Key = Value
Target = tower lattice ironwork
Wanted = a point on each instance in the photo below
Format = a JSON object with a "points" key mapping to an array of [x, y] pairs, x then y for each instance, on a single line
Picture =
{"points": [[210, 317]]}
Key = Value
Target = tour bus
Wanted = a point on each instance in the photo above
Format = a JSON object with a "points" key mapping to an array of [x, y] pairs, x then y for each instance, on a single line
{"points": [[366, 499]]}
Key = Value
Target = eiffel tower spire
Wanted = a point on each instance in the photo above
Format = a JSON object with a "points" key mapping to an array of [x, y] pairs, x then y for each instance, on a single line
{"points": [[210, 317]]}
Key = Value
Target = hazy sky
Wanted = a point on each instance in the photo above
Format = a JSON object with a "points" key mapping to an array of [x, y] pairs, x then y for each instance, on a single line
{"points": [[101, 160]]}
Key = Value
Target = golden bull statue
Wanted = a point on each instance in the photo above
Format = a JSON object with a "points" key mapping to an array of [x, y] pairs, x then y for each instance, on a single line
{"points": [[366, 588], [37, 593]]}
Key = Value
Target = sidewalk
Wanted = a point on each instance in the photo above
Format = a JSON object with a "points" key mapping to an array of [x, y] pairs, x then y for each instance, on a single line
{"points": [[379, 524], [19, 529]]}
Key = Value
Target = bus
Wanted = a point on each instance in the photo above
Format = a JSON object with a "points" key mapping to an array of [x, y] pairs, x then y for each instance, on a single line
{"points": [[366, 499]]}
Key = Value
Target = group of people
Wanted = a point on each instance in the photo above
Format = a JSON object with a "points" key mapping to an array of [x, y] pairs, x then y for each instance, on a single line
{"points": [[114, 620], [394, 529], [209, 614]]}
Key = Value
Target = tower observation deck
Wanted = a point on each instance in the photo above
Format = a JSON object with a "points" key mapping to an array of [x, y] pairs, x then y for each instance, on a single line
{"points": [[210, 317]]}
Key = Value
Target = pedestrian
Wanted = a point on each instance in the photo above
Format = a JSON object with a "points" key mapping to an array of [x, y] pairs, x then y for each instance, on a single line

· · · · · · ·

What is needed: The material must be duplicated in full, with each line kept exact.

Answer for this exercise:
Key = Value
Target = tower lattice ironwork
Wanted = a point on each instance in the photo below
Format = a JSON object with a "points" key mapping to an array of [x, y] pairs, x then y for each instance, on a single line
Picture =
{"points": [[210, 317]]}
Key = Value
Target = tour bus
Wanted = a point on each instance in the photo above
Format = a JSON object with a "points" key mapping to an array of [x, y] pairs, x then y for each instance, on a single line
{"points": [[366, 499]]}
Key = Value
Target = eiffel tower spire
Wanted = a point on each instance in the photo above
Format = a JSON object with a "points" key mapping to an array of [x, y] pairs, x then y for each instance, on a single line
{"points": [[210, 317]]}
Key = Value
Target = hazy sky
Wanted = a point on each instance in the photo above
Format = a JSON object with a "points" key mapping to an array of [x, y] pairs, x then y for each instance, on a single line
{"points": [[101, 160]]}
Key = Value
Target = golden bull statue
Wanted = a point on each instance in the photo above
Format = a JSON object with a "points" key mapping to an array of [x, y] pairs, x then y for each instance, on a single line
{"points": [[366, 588], [37, 593]]}
Key = Value
Target = sidewalk
Wanted = a point on each instance in the photo above
Format = a JSON object with a "points" key mapping to an array of [x, y] pairs, x then y for each instance, on a single line
{"points": [[379, 524], [19, 529]]}
Key = Value
Target = bus
Wanted = a point on each instance in the photo above
Format = a JSON object with a "points" key mapping to an array of [x, y] pairs, x then y for each instance, on a single line
{"points": [[366, 499]]}
Key = Value
Target = group of people
Wanted = a point on each instance in the photo above
Format = a JSON object with a "points" key mapping to an array of [x, y] pairs, x then y for each instance, on a single line
{"points": [[114, 620], [394, 529], [209, 614]]}
Key = Value
Target = tower observation deck
Wanted = a point on each instance in the photo above
Format = a JSON object with a "points" key mapping to an array of [x, y] pairs, x then y for each instance, on a single line
{"points": [[210, 317]]}
Key = Value
Target = pedestrian
Wanted = a point on each instance in the photo above
Format = a JSON object with a "points" key mapping to an array of [x, y] pairs, x then y for each instance, on a single line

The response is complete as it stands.